Using the entries below, return word for word the lines from the one containing "[mark] the white fabric" up to and including the last.

##### DATASET ENTRIES #####

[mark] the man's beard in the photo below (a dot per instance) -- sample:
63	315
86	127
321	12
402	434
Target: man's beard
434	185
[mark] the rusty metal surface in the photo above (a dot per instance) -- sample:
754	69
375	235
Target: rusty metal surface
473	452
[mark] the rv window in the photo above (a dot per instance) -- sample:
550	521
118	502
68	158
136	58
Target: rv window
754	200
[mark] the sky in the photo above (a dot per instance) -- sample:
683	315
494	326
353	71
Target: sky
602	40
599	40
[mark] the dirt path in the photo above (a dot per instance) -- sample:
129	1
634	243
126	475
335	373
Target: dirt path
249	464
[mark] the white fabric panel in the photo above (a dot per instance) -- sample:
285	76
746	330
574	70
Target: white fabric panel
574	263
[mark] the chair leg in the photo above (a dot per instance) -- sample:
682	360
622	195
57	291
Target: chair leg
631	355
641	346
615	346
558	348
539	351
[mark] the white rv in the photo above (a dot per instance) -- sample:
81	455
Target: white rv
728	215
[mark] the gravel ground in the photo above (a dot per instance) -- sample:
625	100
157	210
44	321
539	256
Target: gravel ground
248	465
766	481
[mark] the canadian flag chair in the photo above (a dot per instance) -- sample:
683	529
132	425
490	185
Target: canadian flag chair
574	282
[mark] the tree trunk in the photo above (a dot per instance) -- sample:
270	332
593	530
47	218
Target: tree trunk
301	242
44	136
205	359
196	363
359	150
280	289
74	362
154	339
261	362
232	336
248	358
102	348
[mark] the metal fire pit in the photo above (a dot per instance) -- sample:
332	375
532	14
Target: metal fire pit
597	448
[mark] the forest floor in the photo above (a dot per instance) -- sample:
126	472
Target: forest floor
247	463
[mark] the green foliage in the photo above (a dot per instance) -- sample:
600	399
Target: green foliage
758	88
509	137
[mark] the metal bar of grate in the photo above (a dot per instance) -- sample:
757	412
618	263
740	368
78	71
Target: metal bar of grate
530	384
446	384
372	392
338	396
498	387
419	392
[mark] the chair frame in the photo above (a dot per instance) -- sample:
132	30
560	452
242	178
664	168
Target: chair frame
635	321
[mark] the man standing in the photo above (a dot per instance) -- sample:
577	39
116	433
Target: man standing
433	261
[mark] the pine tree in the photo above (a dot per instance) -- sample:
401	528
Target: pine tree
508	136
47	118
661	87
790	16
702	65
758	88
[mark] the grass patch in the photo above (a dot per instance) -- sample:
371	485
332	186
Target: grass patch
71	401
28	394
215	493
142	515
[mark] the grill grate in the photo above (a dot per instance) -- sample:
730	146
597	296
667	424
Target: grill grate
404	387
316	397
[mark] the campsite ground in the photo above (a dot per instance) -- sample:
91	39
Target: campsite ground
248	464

#####

▶ **EXERCISE RESPONSE**:
[mark] the white fabric panel in the photo above (a dot per instance) -- sample:
285	76
746	330
574	70
Target: white fabric panel
574	263
[mark] the chair leg in the photo above (a dot per instance) -- sample:
682	360
622	195
57	291
Target: chair leg
631	355
641	346
615	346
558	348
539	351
[mark] the white rv in the photo above (a dot per instance) -- sample:
81	455
Target: white rv
728	215
[mark] the gravel ground in the photo above (a dot per instance) -- sample:
625	100
157	210
44	321
539	256
Target: gravel ground
248	465
766	481
[mark] the canadian flag chair in the photo above (a dot per instance) -- sample:
683	529
132	425
490	185
Target: canadian flag chair
574	282
[mark] the tree trunk in the photo above (a dot per instance) -- sample:
270	332
593	530
47	218
Target: tree trunk
301	242
44	136
205	359
196	363
359	150
280	289
74	362
154	339
261	362
232	336
248	358
102	348
[mark] the metal fire pit in the photo above (a dot per instance) -- sample:
332	375
532	14
Target: metal fire pit
597	448
[mark] the forest floor in the photo above (a dot per instance) -- sample:
126	472
Target: forest floor
247	463
[mark] the green foliage in the photo above (a dot per instance) -- sample:
600	399
Target: green foliage
758	88
509	137
[mark] the metal bar of grate in the photo above (a dot per instance) -- sample:
757	412
618	263
740	368
78	71
Target: metal bar of grate
530	384
446	384
372	392
338	396
498	387
419	392
[mark] the chair frame in the photo above (a dot per instance) -- sample:
132	30
560	452
242	178
664	168
Target: chair frame
635	321
[mark] the man standing in the photo above (a dot per instance) -- sample:
577	39
116	433
Target: man standing
433	261
[mark] the pine tree in the photo above (a dot per instance) -- sample:
401	528
Target: pine tree
508	136
47	118
661	87
790	16
702	65
758	88
[mark] the grass patch in the photo above (a dot per instance) -- sample:
371	485
332	186
Target: grass patch
71	401
28	394
215	493
142	515
[mark] the grill grate in the photo above (a dot per instance) -- sample:
730	146
597	296
667	424
Target: grill grate
404	387
316	397
[mark] the campsite ground in the photo above (a dot per instance) -- sample:
91	39
Target: campsite ground
248	464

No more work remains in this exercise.